**REQUIREMENT**.
Word for word, retype every entry in the listing.

**SOURCE RECORDS**.
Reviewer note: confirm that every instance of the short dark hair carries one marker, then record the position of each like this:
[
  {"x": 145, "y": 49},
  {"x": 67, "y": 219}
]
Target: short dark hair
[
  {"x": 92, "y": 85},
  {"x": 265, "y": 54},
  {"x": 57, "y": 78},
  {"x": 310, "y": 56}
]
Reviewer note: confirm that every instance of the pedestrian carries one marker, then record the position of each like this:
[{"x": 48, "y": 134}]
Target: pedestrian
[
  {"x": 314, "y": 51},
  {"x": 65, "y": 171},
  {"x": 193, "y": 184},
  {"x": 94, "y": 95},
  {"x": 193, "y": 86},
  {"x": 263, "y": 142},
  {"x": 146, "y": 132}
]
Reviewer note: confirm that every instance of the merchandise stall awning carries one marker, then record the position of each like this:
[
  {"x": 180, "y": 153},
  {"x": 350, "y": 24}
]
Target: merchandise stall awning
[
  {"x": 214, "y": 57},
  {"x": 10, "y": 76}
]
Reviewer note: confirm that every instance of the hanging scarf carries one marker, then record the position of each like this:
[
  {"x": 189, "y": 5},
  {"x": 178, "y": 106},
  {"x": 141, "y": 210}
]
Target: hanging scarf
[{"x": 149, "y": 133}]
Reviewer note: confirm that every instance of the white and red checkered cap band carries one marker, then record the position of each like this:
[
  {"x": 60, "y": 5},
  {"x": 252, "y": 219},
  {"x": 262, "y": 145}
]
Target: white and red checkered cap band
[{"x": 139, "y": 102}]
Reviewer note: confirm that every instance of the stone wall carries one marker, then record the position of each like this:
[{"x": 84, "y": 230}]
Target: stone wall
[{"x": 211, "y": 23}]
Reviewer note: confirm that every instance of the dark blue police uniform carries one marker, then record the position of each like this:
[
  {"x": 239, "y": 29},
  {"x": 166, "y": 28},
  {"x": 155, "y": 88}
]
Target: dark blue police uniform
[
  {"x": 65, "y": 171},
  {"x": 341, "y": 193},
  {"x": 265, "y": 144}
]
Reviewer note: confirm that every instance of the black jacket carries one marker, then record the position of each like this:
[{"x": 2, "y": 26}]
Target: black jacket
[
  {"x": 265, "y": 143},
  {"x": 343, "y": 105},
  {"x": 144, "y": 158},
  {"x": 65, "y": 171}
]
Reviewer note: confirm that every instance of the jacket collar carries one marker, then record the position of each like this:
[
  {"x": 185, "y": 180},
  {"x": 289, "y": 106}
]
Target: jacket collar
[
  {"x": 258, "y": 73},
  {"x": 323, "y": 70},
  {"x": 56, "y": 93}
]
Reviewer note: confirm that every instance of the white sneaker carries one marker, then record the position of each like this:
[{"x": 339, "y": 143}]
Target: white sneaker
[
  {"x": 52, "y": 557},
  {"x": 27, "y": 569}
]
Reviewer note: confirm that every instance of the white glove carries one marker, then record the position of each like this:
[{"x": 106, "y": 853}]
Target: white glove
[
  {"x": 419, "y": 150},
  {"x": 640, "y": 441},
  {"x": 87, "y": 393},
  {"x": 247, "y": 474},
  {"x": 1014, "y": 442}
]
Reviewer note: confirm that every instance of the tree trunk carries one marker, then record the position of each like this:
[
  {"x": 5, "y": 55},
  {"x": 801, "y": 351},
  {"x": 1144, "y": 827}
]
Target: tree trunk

**COMPLETE RESPONSE**.
Reviewer note: confirm that every instance of the short dark hair carries one marker, then record the position of each like this:
[
  {"x": 145, "y": 49},
  {"x": 67, "y": 219}
]
Target: short dark hair
[
  {"x": 92, "y": 85},
  {"x": 265, "y": 54},
  {"x": 57, "y": 78},
  {"x": 310, "y": 56}
]
Reviewer note: confirm that every instance of the pedestrian carries one marker, then record the position of each like this:
[{"x": 48, "y": 134}]
Target: pedestrian
[
  {"x": 314, "y": 51},
  {"x": 65, "y": 171},
  {"x": 193, "y": 184},
  {"x": 94, "y": 95},
  {"x": 193, "y": 86},
  {"x": 263, "y": 142},
  {"x": 146, "y": 132}
]
Reviewer note: confirm that every instance of the merchandise stall awning carries one marker, then record the position of each like this:
[
  {"x": 180, "y": 153},
  {"x": 350, "y": 24}
]
Target: merchandise stall awning
[
  {"x": 214, "y": 57},
  {"x": 10, "y": 76}
]
Reviewer note: confirm that every instance of the hanging scarf carries one marker, then record the position of each like this:
[
  {"x": 189, "y": 5},
  {"x": 178, "y": 106},
  {"x": 141, "y": 210}
]
Target: hanging scarf
[{"x": 149, "y": 133}]
Reviewer note: confirm that every instance of the white and red checkered cap band carries one marker, then record the position of each like this:
[
  {"x": 60, "y": 5},
  {"x": 252, "y": 219},
  {"x": 262, "y": 145}
]
Target: white and red checkered cap band
[{"x": 139, "y": 102}]
Reviewer note: confirm that every instance of the stone wall carries one marker, then record the position of each like this:
[{"x": 84, "y": 230}]
Target: stone wall
[{"x": 211, "y": 23}]
Reviewer note: confirm that every instance of the dark blue police uniform carries one marker, then record the position of each like this:
[
  {"x": 239, "y": 29},
  {"x": 166, "y": 28},
  {"x": 155, "y": 88}
]
Target: dark blue police uniform
[
  {"x": 65, "y": 171},
  {"x": 341, "y": 193},
  {"x": 265, "y": 144}
]
Reviewer note: confirm that every instance of the black jacket carries one marker, then record the position of each like this:
[{"x": 2, "y": 26}]
Target: black jacket
[
  {"x": 265, "y": 143},
  {"x": 343, "y": 105},
  {"x": 144, "y": 158},
  {"x": 65, "y": 171}
]
Reviewer note: confirm that every instance of the jacket collar carries one marker, then record the position of each like this:
[
  {"x": 185, "y": 180},
  {"x": 289, "y": 106}
]
Target: jacket collar
[
  {"x": 258, "y": 73},
  {"x": 323, "y": 70},
  {"x": 56, "y": 93}
]
Reviewer note: confirm that every instance of the white sneaker carries one marker, then record the position of each like this:
[{"x": 339, "y": 143}]
Target: white sneaker
[
  {"x": 52, "y": 557},
  {"x": 27, "y": 569}
]
Reviewer note: confirm that every instance of the white glove carries one marker, then record the position of each like this:
[{"x": 106, "y": 853}]
Target: white glove
[
  {"x": 419, "y": 150},
  {"x": 640, "y": 441},
  {"x": 87, "y": 393},
  {"x": 247, "y": 474},
  {"x": 1014, "y": 442}
]
Reviewer note: confirm that every instance of the tree trunk carries one marker, then record the position of each like this:
[
  {"x": 5, "y": 55},
  {"x": 801, "y": 351},
  {"x": 1144, "y": 827}
]
Target: tree trunk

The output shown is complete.